Dataset rows on where objects appear:
——————
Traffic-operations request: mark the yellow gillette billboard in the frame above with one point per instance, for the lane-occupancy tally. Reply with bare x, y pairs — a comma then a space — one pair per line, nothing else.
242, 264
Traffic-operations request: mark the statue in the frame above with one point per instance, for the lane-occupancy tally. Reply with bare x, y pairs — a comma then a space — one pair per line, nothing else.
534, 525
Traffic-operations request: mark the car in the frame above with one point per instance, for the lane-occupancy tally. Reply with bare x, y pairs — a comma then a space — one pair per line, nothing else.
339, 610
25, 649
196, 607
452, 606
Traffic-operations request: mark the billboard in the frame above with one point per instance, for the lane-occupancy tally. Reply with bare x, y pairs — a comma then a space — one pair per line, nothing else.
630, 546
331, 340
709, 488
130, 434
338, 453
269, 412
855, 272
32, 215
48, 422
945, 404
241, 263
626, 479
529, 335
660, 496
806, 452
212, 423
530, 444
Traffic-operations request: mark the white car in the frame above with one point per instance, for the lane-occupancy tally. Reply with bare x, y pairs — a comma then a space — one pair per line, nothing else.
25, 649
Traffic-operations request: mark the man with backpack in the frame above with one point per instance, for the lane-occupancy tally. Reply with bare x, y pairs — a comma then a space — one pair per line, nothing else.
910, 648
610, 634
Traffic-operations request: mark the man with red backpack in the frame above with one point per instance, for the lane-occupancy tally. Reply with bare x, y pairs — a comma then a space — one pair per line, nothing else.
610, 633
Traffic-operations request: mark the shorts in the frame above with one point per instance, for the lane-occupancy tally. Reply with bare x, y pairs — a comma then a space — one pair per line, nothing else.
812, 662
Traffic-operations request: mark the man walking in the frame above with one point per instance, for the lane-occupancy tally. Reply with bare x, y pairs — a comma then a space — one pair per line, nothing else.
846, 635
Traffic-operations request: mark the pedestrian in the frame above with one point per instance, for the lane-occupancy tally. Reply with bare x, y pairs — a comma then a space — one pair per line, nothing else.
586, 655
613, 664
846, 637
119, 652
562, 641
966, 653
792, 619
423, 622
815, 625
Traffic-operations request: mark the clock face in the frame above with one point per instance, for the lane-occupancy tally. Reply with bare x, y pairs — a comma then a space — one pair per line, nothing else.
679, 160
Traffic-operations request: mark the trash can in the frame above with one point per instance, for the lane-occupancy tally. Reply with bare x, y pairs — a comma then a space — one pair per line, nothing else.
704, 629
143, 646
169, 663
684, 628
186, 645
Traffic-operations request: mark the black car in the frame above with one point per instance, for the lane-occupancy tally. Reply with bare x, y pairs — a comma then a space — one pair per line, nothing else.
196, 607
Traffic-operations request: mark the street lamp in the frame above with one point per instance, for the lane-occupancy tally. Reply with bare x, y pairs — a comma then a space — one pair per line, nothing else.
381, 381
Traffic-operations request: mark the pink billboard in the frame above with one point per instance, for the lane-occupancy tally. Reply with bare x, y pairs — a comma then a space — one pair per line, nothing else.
——————
Without changing a word, restate the whole listing.

Traffic-operations request: mark the yellow gillette billboard in the frame above with one point per instance, for the lane-occupancy tally. Reply with bare x, y pairs — a comma then a space — one pair per line, nothing else.
242, 264
Traffic-operations request: mark the statue in the frame above with one point per instance, for the lane-occupancy tally. Reply with bare x, y pairs — a comma then a space — one pair per line, nothing else.
534, 525
Traffic-operations request: mark the car in the frame above with one point per instance, for the lane-occupancy tally. Reply with bare x, y pairs — a comma then a space — one pair per line, nothing else.
339, 610
25, 649
196, 607
452, 606
Traffic-operations request: mark the billboard in the frame above with one point per instance, for the lane-occupancy tally. Reply with bare x, y pairs — a comma then a space — one pair per line, nothing else.
630, 546
331, 340
709, 488
130, 434
338, 453
269, 412
855, 272
32, 215
48, 422
945, 404
241, 263
626, 479
529, 335
660, 496
806, 452
212, 423
530, 444
Traffic-operations request: mark the white car in the frame above with one point per instance, for the lane-occupancy tally. Reply with bare x, y pairs — a comma then a space — one pair per line, nothing else.
25, 649
Traffic-operations request: mark the man with backpack in the frame above with one point per instance, for the lane-occupancy tally. Reply with bare x, y pairs — a comma then a space — one pair per line, nothing else.
910, 648
610, 634
Traffic-operations request: mark the man with red backpack in the frame above with one point per instance, for the lane-occupancy tally. Reply with bare x, y pairs — a comma then a space — one pair per line, nothing else.
610, 633
Traffic-operations request: mark the shorts in the frame above with one point per instance, for the lane-occupancy tally. Reply with bare x, y pairs — a comma then a space — one pair per line, nothing else.
812, 662
Traffic-operations request: mark the man walking in the frame above with one point per instance, for the lane-occupancy tally. Reply with bare x, y pairs — a comma then a space — one pair per line, nothing else.
846, 635
Traffic-operations request: mark the pedestrian in the frame above with one point per instance, for the lane-occupancy tally. Reply with bare x, y pairs — a comma then a space — one pair per line, nothing else.
586, 655
613, 664
846, 637
119, 652
562, 641
966, 653
792, 619
423, 622
815, 625
Traffic-operations request: mark the clock face in the frame above with one point per instance, for the lane-occupancy tally. Reply with bare x, y pairs — a comma then a space — one pair per line, nothing else.
679, 160
Traffic-operations request: mark the trash can in the frame above with one point per instance, for the lane-occupancy tally. Reply with bare x, y pairs — a comma then a space — one pair per line, nothing else.
704, 629
143, 646
169, 663
684, 628
186, 645
Traffic-operations request: mark the black car in the frame above with one point per instance, for the lane-occupancy tally. Reply with bare x, y pairs — a comma then a space — one pair per line, nothing else.
196, 607
Traffic-operations request: mark the street lamp in the frame above with one point per instance, for the lane-occupancy tally. Reply with bare x, y pairs — a comma then a space — one pair per line, nothing else.
381, 381
Traffic-operations request: mark the pink billboard in the frame above with one point per instance, for the lane-occupancy tally. Reply with bare x, y pairs — a comma then a space — one pair per line, nothing else.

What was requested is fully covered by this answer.